*** Provided passage
The first night the boat stopped at Pak Beng, 10 hours after leaving Luang Prabang. Everyone wandered up the slope to get accommodation. Some following touts offering better rooms than they had, others shrugging them off and searching for their own room. The greying hippy slipped from view and didn't return for the second day. The other westerners all returned.
The second day the scenes of the first were repeated. Yellow skirt took so many photos that she held up the boat from leaving. The Japanese couple fussed about their seating arrangements, hung out their hand washed laundry on some wooden benches and took photos of each other with their own big camera.
A Yunnanese business man decided the best way to travel two full days was to be drunk. He proceeded to knock back Beer Lao on the first day, but on the second he came armed with a bottle of cheap whiskey to attack his liver with from eight AM onwards. He found people to play cards with before making a bed.
The landscape was flatter than the previous day. Not as many rocks were needed to be avoided. Once the Thai border was alongside the river was as wide as it would be further south near Vientiane or Savannakhet.
The Irish girls were bored. Even a copy of The Da Vinci Code failed to keep one interested. By the time another 10 hours was up by reaching the end point of Huay Xai they were jumping at the chance to get off. Thailand would have though to wait as the boat arrived too late for a border crossing this day.
******
*** Rows
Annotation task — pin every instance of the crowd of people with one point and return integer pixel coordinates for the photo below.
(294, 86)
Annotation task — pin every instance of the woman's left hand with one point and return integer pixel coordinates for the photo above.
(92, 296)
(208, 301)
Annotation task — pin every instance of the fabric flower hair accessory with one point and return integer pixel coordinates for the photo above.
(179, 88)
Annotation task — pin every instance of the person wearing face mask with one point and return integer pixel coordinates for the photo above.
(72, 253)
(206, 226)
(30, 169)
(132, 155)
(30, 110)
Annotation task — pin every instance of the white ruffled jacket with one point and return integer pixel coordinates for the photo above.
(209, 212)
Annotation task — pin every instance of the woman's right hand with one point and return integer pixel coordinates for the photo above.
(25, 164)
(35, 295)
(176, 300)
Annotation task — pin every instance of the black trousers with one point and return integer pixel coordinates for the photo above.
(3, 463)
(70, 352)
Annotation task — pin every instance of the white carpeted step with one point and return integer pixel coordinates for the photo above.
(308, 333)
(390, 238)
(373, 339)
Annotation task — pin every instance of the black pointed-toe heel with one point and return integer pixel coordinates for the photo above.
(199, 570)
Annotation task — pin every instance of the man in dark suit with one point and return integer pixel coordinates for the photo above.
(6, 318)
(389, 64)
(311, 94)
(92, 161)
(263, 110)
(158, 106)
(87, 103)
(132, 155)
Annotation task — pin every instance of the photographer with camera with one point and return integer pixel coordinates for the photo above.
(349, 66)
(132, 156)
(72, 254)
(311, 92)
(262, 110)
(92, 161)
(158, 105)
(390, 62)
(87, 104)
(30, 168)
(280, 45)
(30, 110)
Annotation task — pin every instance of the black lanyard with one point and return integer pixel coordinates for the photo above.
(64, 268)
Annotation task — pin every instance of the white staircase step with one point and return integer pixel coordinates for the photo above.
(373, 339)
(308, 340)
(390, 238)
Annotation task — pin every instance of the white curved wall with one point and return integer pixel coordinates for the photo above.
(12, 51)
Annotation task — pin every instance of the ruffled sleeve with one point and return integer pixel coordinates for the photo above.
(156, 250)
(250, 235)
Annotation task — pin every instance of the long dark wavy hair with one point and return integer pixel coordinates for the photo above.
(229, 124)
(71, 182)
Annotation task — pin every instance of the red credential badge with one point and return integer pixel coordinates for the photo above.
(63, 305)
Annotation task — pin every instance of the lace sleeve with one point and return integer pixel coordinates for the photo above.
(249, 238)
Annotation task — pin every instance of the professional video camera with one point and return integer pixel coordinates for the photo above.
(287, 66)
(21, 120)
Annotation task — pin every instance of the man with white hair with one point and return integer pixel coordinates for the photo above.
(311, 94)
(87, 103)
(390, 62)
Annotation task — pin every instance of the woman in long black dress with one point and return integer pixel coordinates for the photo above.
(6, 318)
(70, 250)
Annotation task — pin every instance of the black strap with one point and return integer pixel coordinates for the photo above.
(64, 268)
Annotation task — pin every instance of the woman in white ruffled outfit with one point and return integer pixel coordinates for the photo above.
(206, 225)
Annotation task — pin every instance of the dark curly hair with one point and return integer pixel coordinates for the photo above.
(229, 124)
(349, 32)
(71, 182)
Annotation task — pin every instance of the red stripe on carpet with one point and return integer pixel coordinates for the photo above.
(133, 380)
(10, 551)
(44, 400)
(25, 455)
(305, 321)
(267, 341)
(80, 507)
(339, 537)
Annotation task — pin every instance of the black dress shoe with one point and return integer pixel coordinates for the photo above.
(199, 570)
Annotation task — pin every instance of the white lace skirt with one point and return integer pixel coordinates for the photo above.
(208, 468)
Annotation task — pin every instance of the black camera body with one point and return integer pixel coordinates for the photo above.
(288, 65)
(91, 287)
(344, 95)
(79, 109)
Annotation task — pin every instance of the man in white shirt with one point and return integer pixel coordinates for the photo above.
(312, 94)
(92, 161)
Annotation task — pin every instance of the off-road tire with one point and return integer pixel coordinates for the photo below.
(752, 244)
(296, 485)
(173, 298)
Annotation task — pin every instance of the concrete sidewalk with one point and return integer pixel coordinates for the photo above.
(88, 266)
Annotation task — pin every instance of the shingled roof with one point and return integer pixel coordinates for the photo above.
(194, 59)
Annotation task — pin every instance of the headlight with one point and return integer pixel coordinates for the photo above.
******
• What to do:
Transcribe the river-journey passage starting with "A Yunnanese business" and going on through "Vientiane or Savannakhet.".

• Exercise response:
A Yunnanese business man decided the best way to travel two full days was to be drunk. He proceeded to knock back Beer Lao on the first day, but on the second he came armed with a bottle of cheap whiskey to attack his liver with from eight AM onwards. He found people to play cards with before making a bed.
The landscape was flatter than the previous day. Not as many rocks were needed to be avoided. Once the Thai border was alongside the river was as wide as it would be further south near Vientiane or Savannakhet.